Instruction
Write out every line below verbatim, omitting the pictures.
--
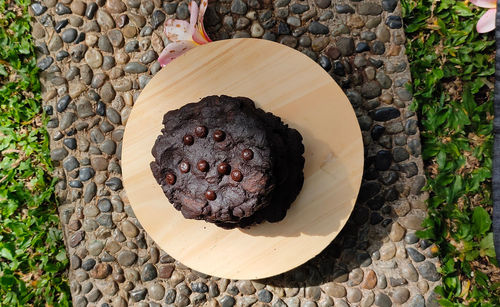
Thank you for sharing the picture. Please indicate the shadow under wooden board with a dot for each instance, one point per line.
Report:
(280, 80)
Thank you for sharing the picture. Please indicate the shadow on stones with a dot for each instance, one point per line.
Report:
(292, 225)
(362, 234)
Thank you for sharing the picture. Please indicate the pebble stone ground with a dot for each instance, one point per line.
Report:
(95, 58)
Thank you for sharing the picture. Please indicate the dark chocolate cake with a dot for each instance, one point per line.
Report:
(227, 162)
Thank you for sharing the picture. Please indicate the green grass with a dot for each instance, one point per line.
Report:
(33, 260)
(452, 68)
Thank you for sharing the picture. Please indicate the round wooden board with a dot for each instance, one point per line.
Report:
(280, 80)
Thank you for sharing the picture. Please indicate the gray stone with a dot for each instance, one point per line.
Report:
(115, 37)
(245, 287)
(381, 281)
(170, 296)
(108, 147)
(170, 7)
(95, 247)
(148, 272)
(371, 89)
(289, 41)
(67, 119)
(411, 238)
(415, 255)
(400, 295)
(104, 205)
(105, 220)
(400, 154)
(404, 94)
(58, 154)
(135, 68)
(298, 8)
(90, 192)
(409, 272)
(238, 7)
(131, 46)
(114, 184)
(94, 295)
(345, 45)
(353, 295)
(369, 8)
(138, 295)
(157, 19)
(38, 8)
(113, 116)
(318, 28)
(182, 11)
(104, 44)
(265, 296)
(129, 229)
(149, 56)
(104, 20)
(281, 3)
(69, 163)
(417, 301)
(382, 300)
(323, 4)
(86, 173)
(143, 81)
(80, 301)
(334, 289)
(397, 281)
(84, 108)
(126, 258)
(428, 271)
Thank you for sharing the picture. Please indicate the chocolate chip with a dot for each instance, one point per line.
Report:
(210, 195)
(188, 139)
(247, 154)
(236, 175)
(170, 178)
(223, 168)
(201, 131)
(219, 135)
(202, 165)
(184, 167)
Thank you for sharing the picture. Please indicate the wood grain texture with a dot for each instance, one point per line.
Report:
(280, 80)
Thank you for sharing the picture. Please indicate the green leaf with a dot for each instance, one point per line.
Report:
(481, 221)
(486, 246)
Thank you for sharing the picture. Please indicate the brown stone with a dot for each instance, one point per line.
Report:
(394, 50)
(370, 280)
(74, 225)
(334, 289)
(157, 43)
(397, 232)
(116, 6)
(385, 98)
(100, 271)
(165, 271)
(99, 163)
(129, 31)
(318, 43)
(78, 7)
(355, 22)
(121, 21)
(138, 20)
(333, 52)
(76, 238)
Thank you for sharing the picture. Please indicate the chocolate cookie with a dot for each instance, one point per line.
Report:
(227, 162)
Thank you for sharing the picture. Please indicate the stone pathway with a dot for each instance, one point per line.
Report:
(97, 56)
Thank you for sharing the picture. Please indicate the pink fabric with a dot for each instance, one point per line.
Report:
(487, 22)
(183, 35)
(488, 4)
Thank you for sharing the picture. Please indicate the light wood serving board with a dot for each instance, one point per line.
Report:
(280, 80)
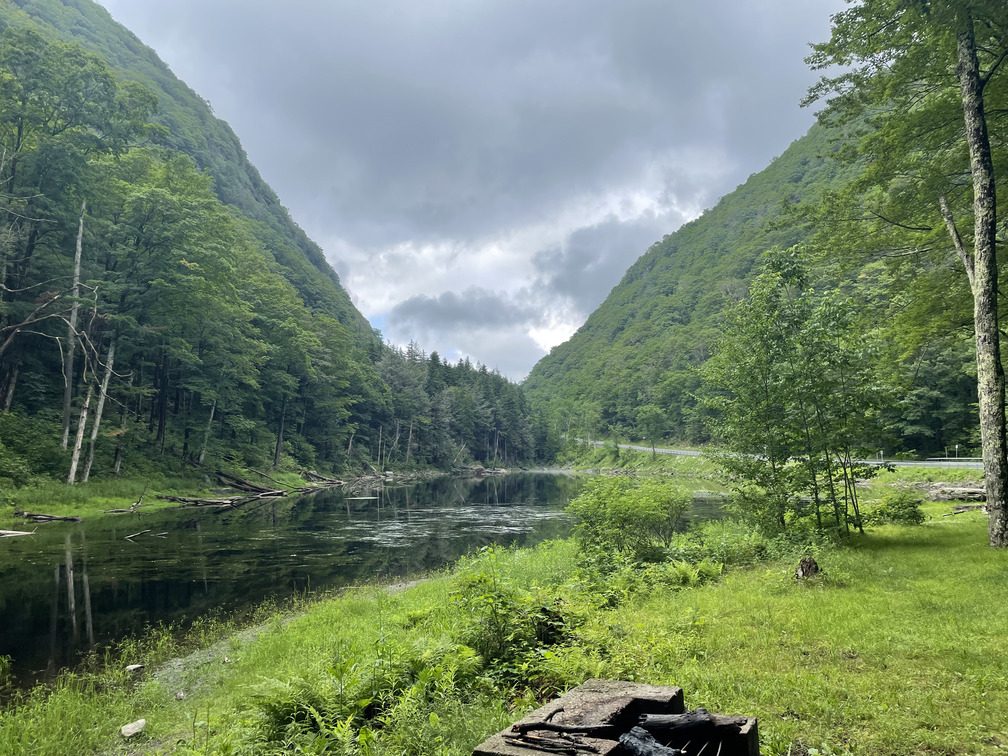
--
Written answer
Thank you for sharing the picture. Please indicate the shadow under wooden board with a dot for each instance, one point per line.
Report:
(280, 80)
Thank you for sharing the picture. Please indicate the shadow on stones with a dot for each instance, one point per line.
Report:
(292, 225)
(362, 234)
Thank you for sharing the picture. Please indicate the pebble stone ground with a dot for each instance, one point per line.
Report:
(95, 58)
Thank you for sharing the picture. Please indicate the dark chocolate cake with a dot for each instance, one point per line.
Report:
(227, 162)
Thank you for sharing the picture. Please indicate the green grass with a dot for each instance, one point per line.
Report:
(33, 260)
(452, 68)
Thank you for sharing the picture. Please indicate the round wooden board with a dot for each instance, one point per line.
Report:
(280, 80)
Thank you for sharing the picture. Please indicate the gray stone with a dot for each instance, one point per line.
Report:
(115, 37)
(245, 287)
(381, 281)
(170, 296)
(108, 147)
(170, 7)
(95, 247)
(148, 272)
(371, 89)
(289, 41)
(67, 119)
(411, 238)
(415, 255)
(400, 295)
(104, 205)
(105, 220)
(400, 154)
(404, 94)
(58, 154)
(135, 68)
(298, 8)
(90, 192)
(409, 272)
(238, 7)
(131, 46)
(114, 184)
(94, 295)
(345, 45)
(353, 295)
(369, 8)
(138, 295)
(157, 19)
(38, 8)
(113, 116)
(318, 28)
(182, 11)
(104, 44)
(265, 296)
(129, 229)
(149, 56)
(104, 20)
(281, 3)
(69, 163)
(417, 301)
(382, 300)
(323, 4)
(86, 173)
(143, 81)
(80, 301)
(334, 289)
(397, 281)
(84, 108)
(126, 258)
(428, 271)
Thank you for sharing the picture. Please indicate the chocolate chip with a dot for each instance, one point per line.
Report:
(210, 195)
(188, 139)
(247, 154)
(236, 175)
(170, 178)
(223, 168)
(201, 131)
(219, 135)
(202, 165)
(184, 167)
Thank you for sharing the picture. Please indicate the wood grain texture with a dot for each instance, one point per line.
Report:
(280, 80)
Thank you for sharing the picture. Please indicate the green leaf with a dot for each instance, one point per line.
Report:
(481, 221)
(486, 246)
Thank you for sharing the picture. Please indicate the brown stone with a dot for each instance, one point per line.
Report:
(394, 50)
(370, 280)
(74, 225)
(334, 289)
(157, 43)
(397, 232)
(116, 6)
(385, 98)
(100, 271)
(165, 271)
(99, 163)
(129, 31)
(318, 43)
(78, 7)
(355, 22)
(121, 21)
(138, 20)
(333, 52)
(76, 238)
Thank you for sharing the picture. Please indicate the chocolate cookie with a dot for each instance, one point per line.
Report:
(227, 162)
Thank you for sharing the picture. Please indicate the stone pathway with a dot for each instance, one point per line.
Report:
(97, 56)
Thank you for sharing the picture. Please indicate the pink fabric with a dot for each instance, one point per line.
Report:
(487, 22)
(183, 35)
(488, 4)
Thank you for sharing the picture. Please indicate the light wood serving board with a dot for each instance, one point per line.
Report:
(280, 80)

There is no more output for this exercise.